──────── Records provided ────────

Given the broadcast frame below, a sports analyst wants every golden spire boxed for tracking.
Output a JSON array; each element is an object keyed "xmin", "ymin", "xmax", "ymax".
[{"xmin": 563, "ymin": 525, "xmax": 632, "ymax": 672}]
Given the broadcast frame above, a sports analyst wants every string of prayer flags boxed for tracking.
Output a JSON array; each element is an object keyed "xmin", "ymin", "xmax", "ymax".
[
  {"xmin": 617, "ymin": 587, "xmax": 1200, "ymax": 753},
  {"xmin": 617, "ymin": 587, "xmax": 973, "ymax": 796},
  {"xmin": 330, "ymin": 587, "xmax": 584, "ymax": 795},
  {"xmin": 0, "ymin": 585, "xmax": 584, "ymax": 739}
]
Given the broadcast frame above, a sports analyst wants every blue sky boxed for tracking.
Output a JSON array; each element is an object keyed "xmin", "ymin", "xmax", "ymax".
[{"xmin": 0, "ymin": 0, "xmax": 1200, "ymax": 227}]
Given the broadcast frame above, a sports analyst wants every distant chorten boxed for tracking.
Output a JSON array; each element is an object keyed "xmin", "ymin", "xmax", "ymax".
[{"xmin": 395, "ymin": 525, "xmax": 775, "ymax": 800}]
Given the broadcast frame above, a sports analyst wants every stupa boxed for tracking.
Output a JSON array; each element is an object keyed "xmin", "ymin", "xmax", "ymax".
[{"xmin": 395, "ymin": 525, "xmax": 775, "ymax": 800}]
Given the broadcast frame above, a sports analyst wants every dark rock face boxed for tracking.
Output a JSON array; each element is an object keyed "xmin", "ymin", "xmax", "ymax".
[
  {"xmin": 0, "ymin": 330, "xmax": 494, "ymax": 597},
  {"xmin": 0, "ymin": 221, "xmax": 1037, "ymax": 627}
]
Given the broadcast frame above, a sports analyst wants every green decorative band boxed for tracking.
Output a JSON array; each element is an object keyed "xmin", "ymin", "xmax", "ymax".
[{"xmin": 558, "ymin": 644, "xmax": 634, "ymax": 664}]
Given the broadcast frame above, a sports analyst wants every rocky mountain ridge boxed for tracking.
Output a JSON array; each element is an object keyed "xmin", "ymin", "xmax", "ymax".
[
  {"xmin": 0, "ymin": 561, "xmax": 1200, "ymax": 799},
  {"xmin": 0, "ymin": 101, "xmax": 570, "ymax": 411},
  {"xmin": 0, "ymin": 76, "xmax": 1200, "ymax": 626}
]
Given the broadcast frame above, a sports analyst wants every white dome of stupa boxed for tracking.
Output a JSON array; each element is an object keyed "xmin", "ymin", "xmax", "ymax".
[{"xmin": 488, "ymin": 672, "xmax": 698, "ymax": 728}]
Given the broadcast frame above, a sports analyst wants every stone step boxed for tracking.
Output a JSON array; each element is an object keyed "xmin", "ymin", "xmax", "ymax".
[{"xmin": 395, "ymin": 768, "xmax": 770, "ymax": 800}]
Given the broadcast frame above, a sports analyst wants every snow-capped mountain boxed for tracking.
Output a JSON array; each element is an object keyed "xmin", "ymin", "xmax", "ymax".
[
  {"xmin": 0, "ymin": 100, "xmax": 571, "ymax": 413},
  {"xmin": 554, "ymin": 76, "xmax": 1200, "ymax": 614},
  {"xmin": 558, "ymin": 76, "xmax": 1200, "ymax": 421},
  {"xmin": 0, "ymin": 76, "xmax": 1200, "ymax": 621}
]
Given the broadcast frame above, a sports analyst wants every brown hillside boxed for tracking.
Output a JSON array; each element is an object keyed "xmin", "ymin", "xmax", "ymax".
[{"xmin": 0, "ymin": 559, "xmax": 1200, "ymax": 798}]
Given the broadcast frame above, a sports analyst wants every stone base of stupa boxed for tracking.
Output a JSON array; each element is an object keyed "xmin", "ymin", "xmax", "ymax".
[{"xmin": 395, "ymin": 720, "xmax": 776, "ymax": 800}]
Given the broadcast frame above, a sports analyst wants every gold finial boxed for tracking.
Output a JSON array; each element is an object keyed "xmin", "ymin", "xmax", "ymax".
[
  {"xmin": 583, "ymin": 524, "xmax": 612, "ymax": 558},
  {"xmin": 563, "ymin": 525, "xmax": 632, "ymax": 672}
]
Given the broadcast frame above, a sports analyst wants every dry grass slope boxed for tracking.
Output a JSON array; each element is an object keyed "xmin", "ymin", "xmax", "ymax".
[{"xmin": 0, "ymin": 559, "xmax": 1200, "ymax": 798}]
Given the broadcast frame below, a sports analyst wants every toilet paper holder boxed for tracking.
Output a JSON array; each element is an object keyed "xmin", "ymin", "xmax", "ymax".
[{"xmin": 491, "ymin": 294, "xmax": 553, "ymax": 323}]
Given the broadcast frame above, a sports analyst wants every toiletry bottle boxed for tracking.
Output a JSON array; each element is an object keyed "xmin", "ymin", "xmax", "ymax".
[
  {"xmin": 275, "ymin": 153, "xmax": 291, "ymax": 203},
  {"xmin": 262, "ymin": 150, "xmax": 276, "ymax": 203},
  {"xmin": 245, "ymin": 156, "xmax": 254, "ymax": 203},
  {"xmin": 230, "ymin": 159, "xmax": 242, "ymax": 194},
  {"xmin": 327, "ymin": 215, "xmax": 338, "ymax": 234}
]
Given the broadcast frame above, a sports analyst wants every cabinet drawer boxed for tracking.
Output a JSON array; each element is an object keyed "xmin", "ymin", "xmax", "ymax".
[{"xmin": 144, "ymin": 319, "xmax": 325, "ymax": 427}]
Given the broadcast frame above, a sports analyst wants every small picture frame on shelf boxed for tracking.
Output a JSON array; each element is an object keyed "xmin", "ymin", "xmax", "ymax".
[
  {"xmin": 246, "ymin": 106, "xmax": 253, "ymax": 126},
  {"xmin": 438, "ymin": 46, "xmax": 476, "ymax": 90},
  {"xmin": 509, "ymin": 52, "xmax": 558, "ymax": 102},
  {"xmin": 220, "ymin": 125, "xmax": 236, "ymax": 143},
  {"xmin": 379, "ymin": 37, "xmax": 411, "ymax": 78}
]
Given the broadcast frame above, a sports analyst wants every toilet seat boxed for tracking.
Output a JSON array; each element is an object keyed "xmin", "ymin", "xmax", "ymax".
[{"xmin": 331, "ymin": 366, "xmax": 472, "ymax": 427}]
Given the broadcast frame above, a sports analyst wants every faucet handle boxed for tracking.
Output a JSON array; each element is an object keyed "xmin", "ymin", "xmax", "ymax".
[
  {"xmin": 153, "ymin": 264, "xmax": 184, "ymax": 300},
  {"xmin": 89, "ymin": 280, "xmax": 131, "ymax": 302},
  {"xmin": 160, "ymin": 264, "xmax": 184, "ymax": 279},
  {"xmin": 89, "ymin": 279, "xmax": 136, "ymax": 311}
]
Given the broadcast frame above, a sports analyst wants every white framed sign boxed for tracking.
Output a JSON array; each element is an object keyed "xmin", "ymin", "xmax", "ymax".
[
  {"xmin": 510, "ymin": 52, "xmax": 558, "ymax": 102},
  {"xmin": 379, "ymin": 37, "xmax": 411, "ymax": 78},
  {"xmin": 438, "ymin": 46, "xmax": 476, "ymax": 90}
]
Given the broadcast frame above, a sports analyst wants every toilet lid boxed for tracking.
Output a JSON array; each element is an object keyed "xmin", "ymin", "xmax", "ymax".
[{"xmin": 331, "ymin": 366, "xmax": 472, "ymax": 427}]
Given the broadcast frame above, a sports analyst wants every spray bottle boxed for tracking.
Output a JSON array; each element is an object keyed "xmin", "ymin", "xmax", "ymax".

────────

§ **What you will do**:
Update the rows from the line containing "spray bottle boxed for tracking." through the last line of the rows, both ends included. Replace "spray bottle" with "soap dispenser" and leave everything else unchanged.

§ **Right answer**:
Given the broadcast frame above, a sports analyst wants every soap dispenser boxed for tracking.
Output a JSON array; each element is an object keyed "xmin", "ymin", "xmax", "ymax".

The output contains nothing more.